(Dataset excerpt)
BEGIN

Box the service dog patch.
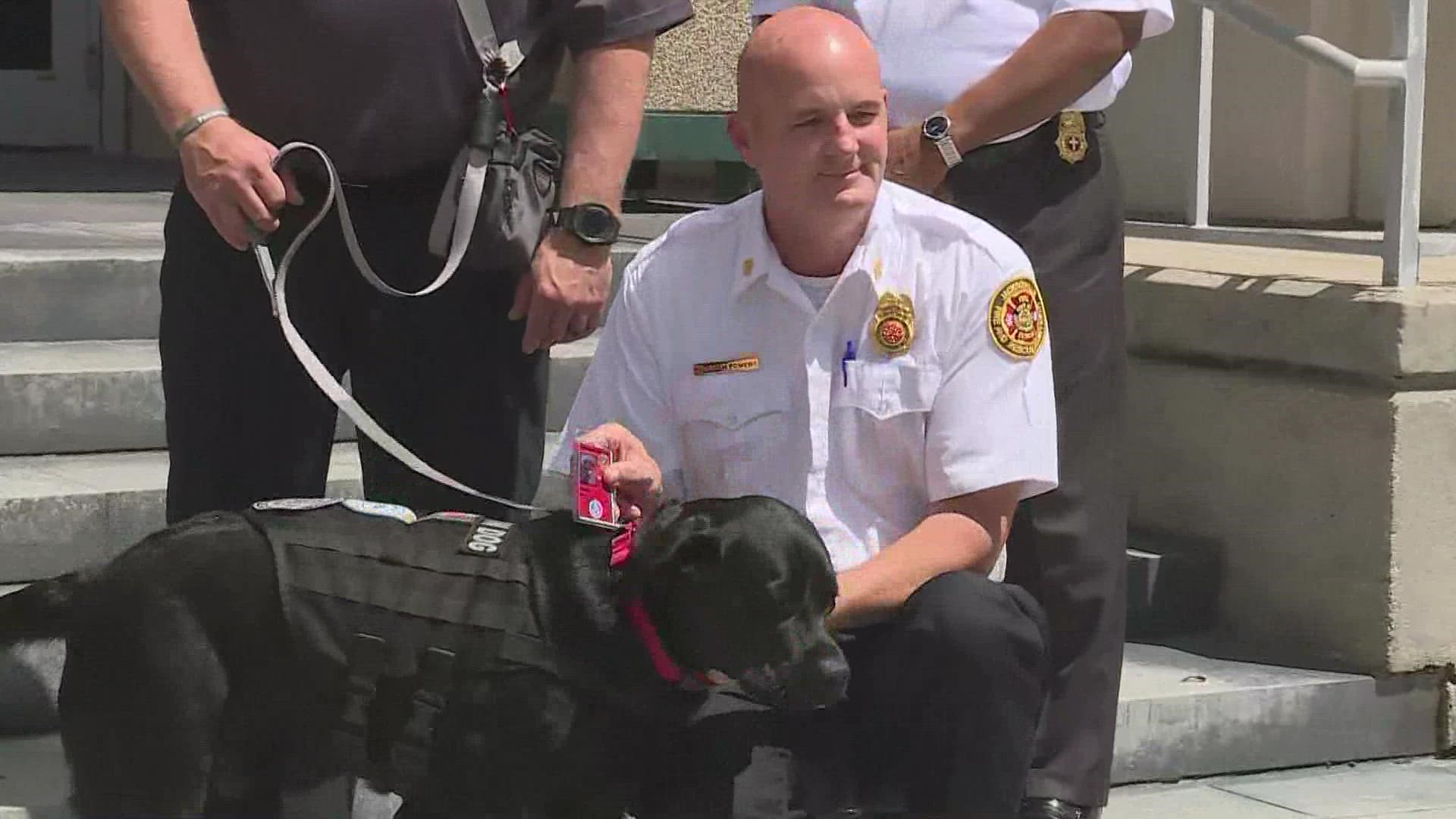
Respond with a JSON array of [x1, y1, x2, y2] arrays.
[[693, 356, 758, 376], [344, 497, 416, 523], [460, 517, 511, 557], [253, 497, 344, 512], [990, 275, 1046, 359]]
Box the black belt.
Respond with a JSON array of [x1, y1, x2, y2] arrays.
[[956, 111, 1106, 174]]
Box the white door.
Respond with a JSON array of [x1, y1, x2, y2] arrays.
[[0, 0, 100, 147]]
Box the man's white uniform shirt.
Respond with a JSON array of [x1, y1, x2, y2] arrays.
[[551, 182, 1057, 571], [753, 0, 1174, 139]]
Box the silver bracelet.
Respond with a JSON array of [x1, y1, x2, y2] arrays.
[[172, 108, 231, 147]]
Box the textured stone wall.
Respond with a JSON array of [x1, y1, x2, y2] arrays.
[[646, 0, 748, 112]]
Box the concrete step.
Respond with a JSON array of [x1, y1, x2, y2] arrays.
[[0, 433, 559, 583], [0, 337, 597, 455], [0, 644, 1438, 819], [0, 443, 359, 583], [0, 240, 643, 343], [1112, 644, 1442, 783]]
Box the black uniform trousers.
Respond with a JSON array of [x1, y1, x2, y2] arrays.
[[632, 571, 1046, 819], [948, 114, 1128, 806], [160, 169, 548, 522]]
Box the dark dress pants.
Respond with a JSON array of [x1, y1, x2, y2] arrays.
[[160, 164, 548, 522], [948, 115, 1128, 806]]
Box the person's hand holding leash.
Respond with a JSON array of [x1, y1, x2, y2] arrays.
[[177, 117, 303, 251], [581, 424, 663, 520], [510, 231, 611, 353]]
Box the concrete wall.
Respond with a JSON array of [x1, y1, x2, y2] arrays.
[[1127, 247, 1456, 673], [119, 0, 1456, 224]]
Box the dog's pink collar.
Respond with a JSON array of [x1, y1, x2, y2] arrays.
[[610, 522, 712, 685]]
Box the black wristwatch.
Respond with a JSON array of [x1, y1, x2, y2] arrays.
[[920, 111, 961, 168], [551, 202, 622, 245]]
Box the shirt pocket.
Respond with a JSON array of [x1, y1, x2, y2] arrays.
[[828, 357, 940, 501], [676, 375, 789, 497], [830, 359, 940, 421]]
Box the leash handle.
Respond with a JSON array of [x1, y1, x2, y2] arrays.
[[252, 143, 544, 512]]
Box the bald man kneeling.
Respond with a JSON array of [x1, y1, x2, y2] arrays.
[[554, 9, 1057, 819]]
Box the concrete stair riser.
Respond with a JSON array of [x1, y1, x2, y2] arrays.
[[0, 338, 595, 456], [0, 242, 642, 344]]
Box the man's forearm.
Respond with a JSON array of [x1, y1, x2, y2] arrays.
[[560, 36, 655, 210], [102, 0, 223, 134], [945, 11, 1144, 153], [828, 513, 1000, 629]]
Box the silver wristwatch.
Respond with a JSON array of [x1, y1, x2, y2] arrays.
[[920, 111, 961, 168]]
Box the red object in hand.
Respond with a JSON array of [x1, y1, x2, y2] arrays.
[[573, 440, 619, 529]]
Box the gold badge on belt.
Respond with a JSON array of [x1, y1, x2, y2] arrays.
[[871, 293, 915, 356], [990, 275, 1046, 359], [1057, 111, 1087, 165]]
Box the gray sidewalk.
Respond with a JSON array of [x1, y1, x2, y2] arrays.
[[1103, 756, 1456, 819], [0, 735, 1456, 819]]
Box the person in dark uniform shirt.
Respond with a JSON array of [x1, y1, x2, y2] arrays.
[[102, 0, 692, 522]]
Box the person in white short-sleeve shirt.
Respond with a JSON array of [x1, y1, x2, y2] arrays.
[[753, 0, 1174, 819], [552, 174, 1057, 571], [552, 9, 1057, 819]]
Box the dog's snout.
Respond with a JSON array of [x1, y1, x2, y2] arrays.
[[738, 642, 849, 711], [789, 651, 849, 708]]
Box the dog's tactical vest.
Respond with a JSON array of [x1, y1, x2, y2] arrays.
[[245, 500, 559, 789]]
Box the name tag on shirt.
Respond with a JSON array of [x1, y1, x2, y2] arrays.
[[693, 356, 758, 376]]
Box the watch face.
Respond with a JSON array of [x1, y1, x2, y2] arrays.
[[920, 114, 951, 140], [573, 204, 617, 242]]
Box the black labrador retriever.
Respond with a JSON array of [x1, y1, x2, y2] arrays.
[[0, 497, 849, 819]]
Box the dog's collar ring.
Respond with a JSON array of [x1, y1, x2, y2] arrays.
[[610, 520, 723, 686]]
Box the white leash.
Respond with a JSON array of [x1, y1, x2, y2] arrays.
[[253, 143, 543, 512]]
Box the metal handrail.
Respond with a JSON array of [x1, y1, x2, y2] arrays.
[[1190, 0, 1429, 287]]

END

* _Stated problem_:
Copy out all of the entries above word for word, leaving the picture out.

* _Solution_:
Box the service dog patch.
Respond with a JSON array of [x1, y1, x2, y2] arrays.
[[693, 356, 758, 376], [344, 497, 416, 523], [460, 517, 511, 557], [253, 497, 344, 512], [990, 275, 1046, 359]]
Box the black belt.
Respond with a JSON array of [x1, y1, x2, y2] arrays.
[[956, 111, 1106, 174]]
Box the white door.
Respond with a JSON array of [x1, y1, x2, y2] arrays.
[[0, 0, 100, 147]]
Box the man's white uniform shirt.
Respond with a JSON array of [x1, y1, x2, y2] arrays.
[[551, 182, 1057, 571], [753, 0, 1174, 139]]
Box the silver bracelet.
Respond with a JSON array of [x1, y1, x2, y2] arrays.
[[172, 108, 231, 147]]
Box the textured stone wall.
Respond with a JSON array of [x1, y1, x2, y2] arrays.
[[646, 0, 748, 112]]
Box the concrete step.
Respond with a JSON array of [x1, y1, x2, y2] arrays.
[[0, 433, 559, 583], [0, 337, 597, 455], [0, 644, 1438, 819], [0, 443, 359, 583], [0, 240, 643, 343], [1112, 644, 1442, 783]]
Box the black uniform trousers.
Respond with a JSON array of [x1, y1, x2, y2] arrays.
[[632, 571, 1046, 819], [948, 114, 1128, 806], [160, 169, 548, 522]]
Box the dark dress pants.
Respond with a JSON array of [x1, y1, x2, y2] arrays.
[[160, 164, 548, 522], [948, 115, 1128, 806]]
Box the person's hand holding leash.
Respond with a JSON array of [x1, y1, x2, y2] arrays.
[[177, 117, 303, 251], [581, 424, 663, 520], [510, 231, 611, 353]]
Box the concrete wall.
Respond with a JSON array of [x1, y1, x2, y2] arrays.
[[1127, 247, 1456, 673], [119, 0, 1456, 224]]
Box the dog's pink collar.
Respond with a JSON array of [x1, y1, x2, y2] arrays.
[[610, 522, 712, 685]]
Box the black wristwatch.
Respond with a JSON array of [x1, y1, x2, y2] arrays.
[[920, 111, 961, 168], [551, 202, 622, 245]]
Box the shirt pocket.
Respond with a JSON array of [x1, y1, x2, y2] arrays.
[[828, 357, 940, 501], [676, 375, 789, 497], [830, 359, 940, 421]]
Box the leash handle.
Respond with a JSON array of [x1, y1, x2, y2] arrays.
[[252, 143, 544, 512]]
Box the bald man kneeling.
Respond with a JSON array of [x1, y1, x2, y2] arrays.
[[554, 9, 1057, 819]]
Box the concrete stair riser.
Respond with a JSON array of [x1, y1, x2, y2] arrays.
[[0, 338, 595, 456], [0, 242, 642, 344]]
Box the man's forearm.
Respond with a JSON array of [x1, y1, x2, y2] arrays.
[[560, 36, 655, 210], [102, 0, 223, 134], [945, 11, 1144, 153], [828, 513, 1000, 629]]
Box the silver wristwatch.
Respond with a JSON array of [x1, y1, x2, y2] arrays.
[[920, 111, 961, 168]]
Box the red object in hand.
Respond with a JSON array of [x1, y1, x2, y2] arrays.
[[573, 440, 619, 529]]
Box the gold badge on belt.
Respond with a JSON array of [x1, y1, x2, y2] arrays.
[[871, 293, 915, 356], [990, 275, 1046, 359], [1057, 111, 1087, 165]]
Box the gray sidewalk.
Respond with a JSON array of [x1, y1, x2, y2] arrays.
[[1103, 756, 1456, 819], [0, 735, 1456, 819]]
Box the person in dark uniform shirt.
Respond with a JSON array of [x1, y1, x2, y2] arrays.
[[102, 0, 692, 522]]
Box the person in white short-sleeve shirt.
Respond with a JSON array of [x1, y1, x2, y2] arrays.
[[753, 0, 1174, 819], [552, 174, 1057, 571], [552, 9, 1057, 819]]
Box the dog's snout.
Respond with a JSON array of [x1, y1, x2, y2] arrays.
[[738, 642, 849, 711], [789, 651, 849, 708]]
Box the dog's tactical vest.
Respond with a JSON array of [x1, y1, x2, y2] arrays.
[[245, 500, 559, 789]]
Box the name tag on shirt.
Respond with a JSON array of [x1, y1, x2, y2] arrays.
[[693, 356, 758, 376]]
Box the watch face.
Respond with a JSON array of [x1, y1, x2, y2] arrays.
[[920, 114, 951, 140], [573, 204, 617, 242]]
Box the black labrador retriever.
Respond with a JSON array of [x1, y1, x2, y2] arrays.
[[0, 497, 849, 819]]
Box the dog's collar ring.
Respond with a JSON array of [x1, y1, x2, y2] arrays.
[[610, 520, 723, 686]]
Box the white leash.
Respond with a JSON array of [x1, y1, x2, y2] arrays.
[[253, 143, 543, 512]]
Box the metal handrail.
Respond with a JSON array of [x1, y1, x2, y2] arrays.
[[1190, 0, 1429, 287]]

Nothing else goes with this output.